All lines in the material below that contain "bracelet" should be located and copied.

Supplied material:
====

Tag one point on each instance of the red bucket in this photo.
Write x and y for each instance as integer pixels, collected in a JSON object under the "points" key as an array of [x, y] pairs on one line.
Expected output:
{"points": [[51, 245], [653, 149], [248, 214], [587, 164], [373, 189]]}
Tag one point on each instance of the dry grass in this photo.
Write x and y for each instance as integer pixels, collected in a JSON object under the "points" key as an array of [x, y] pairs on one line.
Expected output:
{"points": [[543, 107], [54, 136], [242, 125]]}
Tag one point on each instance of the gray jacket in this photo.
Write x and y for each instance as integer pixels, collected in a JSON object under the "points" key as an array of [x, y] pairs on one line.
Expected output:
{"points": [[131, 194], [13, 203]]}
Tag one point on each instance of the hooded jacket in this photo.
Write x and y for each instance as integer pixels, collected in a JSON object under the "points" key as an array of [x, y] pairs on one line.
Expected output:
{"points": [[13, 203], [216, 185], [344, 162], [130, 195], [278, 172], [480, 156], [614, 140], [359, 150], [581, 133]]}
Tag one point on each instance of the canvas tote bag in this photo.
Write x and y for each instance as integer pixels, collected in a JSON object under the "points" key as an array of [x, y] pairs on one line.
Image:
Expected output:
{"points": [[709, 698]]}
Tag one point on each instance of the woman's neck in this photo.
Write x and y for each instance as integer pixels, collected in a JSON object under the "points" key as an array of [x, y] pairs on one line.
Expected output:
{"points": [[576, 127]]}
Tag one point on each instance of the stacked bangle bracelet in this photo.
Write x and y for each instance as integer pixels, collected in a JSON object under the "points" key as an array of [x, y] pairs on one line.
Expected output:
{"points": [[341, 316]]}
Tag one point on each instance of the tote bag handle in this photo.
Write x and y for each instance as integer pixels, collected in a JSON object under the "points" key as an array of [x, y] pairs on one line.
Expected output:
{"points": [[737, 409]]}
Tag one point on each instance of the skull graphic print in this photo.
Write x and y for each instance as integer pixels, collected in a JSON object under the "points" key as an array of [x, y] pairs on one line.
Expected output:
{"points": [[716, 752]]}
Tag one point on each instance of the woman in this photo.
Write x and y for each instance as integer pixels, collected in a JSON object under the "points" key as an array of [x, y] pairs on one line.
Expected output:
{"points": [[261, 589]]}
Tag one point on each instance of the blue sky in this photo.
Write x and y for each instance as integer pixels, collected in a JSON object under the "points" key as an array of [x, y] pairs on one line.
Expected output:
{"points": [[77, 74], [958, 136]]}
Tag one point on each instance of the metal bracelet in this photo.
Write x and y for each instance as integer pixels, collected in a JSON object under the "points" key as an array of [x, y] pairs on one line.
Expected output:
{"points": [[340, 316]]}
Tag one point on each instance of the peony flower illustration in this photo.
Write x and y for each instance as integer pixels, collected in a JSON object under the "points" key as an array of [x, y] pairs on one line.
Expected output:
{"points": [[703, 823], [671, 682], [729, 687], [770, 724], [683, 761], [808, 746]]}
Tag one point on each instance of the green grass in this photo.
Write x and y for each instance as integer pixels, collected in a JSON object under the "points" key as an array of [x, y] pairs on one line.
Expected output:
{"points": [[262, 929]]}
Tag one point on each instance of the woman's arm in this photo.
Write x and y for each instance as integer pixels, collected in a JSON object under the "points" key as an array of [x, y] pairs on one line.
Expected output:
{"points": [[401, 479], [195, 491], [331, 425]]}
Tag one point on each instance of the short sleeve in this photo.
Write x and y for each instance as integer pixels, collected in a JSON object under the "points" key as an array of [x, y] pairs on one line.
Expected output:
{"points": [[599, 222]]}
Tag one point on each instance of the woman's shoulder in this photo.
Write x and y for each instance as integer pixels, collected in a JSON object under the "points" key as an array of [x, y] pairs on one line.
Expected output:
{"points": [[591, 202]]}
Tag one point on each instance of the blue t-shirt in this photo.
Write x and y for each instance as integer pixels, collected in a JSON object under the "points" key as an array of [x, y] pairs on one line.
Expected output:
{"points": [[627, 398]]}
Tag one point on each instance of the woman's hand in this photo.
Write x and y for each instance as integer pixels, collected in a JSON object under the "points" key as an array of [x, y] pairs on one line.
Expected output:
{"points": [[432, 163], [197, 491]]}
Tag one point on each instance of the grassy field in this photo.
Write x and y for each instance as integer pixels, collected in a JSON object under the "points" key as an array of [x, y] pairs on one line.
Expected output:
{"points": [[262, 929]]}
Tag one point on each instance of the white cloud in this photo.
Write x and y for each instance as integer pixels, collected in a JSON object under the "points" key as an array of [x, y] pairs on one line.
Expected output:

====

Response:
Tag one point on each instance of the stacked bangle bracelet in this photo.
Tag one point on each instance of the metal bracelet in this photo.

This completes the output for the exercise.